→ Your task
Only the lines below, from the one with "Phrase -- understory plant" through the one with "Phrase -- dirt path", are to be written out, exactly.

|---|

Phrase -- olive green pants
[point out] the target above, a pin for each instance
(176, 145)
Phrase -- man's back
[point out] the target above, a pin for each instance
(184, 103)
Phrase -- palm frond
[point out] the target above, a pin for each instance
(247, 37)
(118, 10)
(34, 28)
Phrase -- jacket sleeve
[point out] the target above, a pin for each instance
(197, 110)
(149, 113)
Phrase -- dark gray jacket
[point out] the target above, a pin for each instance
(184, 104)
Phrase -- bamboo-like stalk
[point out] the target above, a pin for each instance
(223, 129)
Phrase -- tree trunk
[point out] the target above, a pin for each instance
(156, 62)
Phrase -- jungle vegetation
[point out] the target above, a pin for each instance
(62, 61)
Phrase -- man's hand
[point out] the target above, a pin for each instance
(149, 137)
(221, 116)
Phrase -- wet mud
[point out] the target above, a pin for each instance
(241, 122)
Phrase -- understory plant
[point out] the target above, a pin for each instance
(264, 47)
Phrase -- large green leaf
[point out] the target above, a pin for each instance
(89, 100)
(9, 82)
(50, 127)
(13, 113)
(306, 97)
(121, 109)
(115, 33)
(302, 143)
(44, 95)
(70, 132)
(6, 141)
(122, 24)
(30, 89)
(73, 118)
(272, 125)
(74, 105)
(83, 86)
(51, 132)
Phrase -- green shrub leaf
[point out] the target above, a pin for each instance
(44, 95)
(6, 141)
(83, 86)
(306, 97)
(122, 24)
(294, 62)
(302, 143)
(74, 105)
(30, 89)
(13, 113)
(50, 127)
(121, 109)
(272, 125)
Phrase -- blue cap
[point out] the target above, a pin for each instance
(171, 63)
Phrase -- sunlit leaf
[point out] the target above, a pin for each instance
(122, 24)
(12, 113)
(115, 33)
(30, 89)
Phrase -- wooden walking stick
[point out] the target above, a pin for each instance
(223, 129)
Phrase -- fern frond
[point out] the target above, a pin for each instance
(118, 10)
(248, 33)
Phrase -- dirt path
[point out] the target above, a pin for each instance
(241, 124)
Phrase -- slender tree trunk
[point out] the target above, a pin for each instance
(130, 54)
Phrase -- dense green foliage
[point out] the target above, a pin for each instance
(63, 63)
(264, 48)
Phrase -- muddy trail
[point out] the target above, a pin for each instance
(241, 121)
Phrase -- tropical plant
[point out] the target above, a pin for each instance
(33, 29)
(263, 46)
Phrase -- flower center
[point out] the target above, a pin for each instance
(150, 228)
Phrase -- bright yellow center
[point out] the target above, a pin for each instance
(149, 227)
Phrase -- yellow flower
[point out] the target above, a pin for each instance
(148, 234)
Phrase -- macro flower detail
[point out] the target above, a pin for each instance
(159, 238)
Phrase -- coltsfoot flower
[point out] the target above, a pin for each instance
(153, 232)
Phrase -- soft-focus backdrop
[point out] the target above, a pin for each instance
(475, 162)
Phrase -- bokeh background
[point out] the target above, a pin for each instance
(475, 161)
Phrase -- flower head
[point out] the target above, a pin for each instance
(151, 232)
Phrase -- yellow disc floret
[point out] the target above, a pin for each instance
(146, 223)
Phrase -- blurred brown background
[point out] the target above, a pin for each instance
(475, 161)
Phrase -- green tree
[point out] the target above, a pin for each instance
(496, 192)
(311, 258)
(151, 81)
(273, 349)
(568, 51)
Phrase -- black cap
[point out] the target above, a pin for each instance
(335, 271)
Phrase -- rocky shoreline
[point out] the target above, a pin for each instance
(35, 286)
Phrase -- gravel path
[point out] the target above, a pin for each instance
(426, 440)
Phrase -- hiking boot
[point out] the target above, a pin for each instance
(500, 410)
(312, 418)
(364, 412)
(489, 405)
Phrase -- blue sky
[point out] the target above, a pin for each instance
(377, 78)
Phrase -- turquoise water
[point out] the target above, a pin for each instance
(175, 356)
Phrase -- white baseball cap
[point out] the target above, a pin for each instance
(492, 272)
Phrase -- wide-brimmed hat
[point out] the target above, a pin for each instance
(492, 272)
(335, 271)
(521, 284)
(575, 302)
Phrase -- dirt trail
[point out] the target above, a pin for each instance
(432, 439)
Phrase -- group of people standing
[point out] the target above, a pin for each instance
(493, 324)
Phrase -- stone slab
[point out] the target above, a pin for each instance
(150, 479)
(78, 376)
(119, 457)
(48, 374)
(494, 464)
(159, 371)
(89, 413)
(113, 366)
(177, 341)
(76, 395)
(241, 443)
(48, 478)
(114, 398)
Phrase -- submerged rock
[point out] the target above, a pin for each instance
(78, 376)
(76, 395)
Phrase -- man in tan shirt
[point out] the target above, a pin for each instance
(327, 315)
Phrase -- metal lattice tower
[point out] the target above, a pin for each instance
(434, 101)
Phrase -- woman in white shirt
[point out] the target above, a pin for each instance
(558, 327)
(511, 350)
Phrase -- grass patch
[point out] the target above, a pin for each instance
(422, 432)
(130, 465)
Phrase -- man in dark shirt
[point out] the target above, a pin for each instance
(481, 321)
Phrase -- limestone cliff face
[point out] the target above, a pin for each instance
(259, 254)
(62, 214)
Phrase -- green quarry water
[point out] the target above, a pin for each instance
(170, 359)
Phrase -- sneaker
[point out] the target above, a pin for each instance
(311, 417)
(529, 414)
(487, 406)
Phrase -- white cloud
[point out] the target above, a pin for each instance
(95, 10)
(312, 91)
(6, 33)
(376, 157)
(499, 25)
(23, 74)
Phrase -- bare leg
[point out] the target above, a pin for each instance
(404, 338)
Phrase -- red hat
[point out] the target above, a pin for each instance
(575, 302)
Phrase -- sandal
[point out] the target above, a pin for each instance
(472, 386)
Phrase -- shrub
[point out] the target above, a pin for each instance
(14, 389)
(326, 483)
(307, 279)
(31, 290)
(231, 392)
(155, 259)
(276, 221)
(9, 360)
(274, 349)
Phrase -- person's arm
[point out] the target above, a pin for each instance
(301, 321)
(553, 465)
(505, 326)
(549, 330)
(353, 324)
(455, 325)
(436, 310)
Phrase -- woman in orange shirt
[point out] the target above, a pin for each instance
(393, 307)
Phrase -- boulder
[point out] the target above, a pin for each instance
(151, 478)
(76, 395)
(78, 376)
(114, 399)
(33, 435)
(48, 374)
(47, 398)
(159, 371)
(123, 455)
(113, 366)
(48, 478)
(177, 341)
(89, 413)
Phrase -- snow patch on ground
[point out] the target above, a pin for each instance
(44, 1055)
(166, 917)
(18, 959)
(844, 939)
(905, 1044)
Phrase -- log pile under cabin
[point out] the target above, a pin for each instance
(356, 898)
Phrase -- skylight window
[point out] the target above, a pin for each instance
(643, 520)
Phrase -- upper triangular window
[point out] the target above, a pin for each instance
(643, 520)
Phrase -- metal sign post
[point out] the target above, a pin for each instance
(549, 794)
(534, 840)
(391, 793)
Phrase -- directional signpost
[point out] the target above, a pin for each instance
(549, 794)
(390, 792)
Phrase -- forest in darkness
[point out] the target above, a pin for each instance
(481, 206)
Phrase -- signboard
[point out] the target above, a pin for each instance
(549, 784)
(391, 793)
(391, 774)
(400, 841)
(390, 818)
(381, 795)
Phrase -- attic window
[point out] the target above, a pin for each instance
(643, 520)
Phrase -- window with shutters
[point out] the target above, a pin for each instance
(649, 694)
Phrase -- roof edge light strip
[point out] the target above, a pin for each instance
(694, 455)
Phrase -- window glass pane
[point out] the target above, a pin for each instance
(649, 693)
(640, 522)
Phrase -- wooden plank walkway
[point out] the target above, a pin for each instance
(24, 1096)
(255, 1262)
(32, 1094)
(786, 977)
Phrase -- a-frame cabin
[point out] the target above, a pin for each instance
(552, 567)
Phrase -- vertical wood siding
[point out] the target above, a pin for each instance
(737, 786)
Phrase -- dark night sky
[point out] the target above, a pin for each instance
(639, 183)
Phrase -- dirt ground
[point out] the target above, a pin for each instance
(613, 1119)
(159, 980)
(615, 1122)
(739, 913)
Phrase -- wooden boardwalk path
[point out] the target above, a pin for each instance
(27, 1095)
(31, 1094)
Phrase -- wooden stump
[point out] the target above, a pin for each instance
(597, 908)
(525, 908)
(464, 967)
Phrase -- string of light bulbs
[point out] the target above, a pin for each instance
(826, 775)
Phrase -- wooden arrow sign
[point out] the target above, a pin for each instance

|---|

→ Task response
Phrase -- understory plant
[point out] the target above, a pin for each instance
(264, 47)
Phrase -- large green leaf
[point out] the target above, a pin for each instance
(89, 100)
(9, 82)
(50, 127)
(13, 113)
(306, 97)
(121, 109)
(115, 33)
(302, 143)
(44, 95)
(70, 132)
(6, 141)
(122, 24)
(30, 89)
(73, 118)
(272, 125)
(74, 105)
(83, 86)
(51, 132)
Phrase -- green shrub leaf
[point out] the target above, a pin for each instance
(44, 95)
(6, 141)
(83, 86)
(306, 97)
(122, 24)
(294, 62)
(302, 143)
(74, 105)
(30, 89)
(13, 113)
(50, 127)
(121, 109)
(272, 125)
Phrase -- blue cap
[point out] the target above, a pin for each instance
(171, 63)
Phrase -- sunlit leaf
[point out] the target above, a pin for each instance
(122, 24)
(12, 113)
(115, 33)
(30, 89)
Phrase -- wooden walking stick
[point out] the target above, a pin for each instance
(223, 129)
Phrase -- fern frond
[point out] the target above, a pin for each instance
(118, 10)
(248, 33)
Phrase -- dirt path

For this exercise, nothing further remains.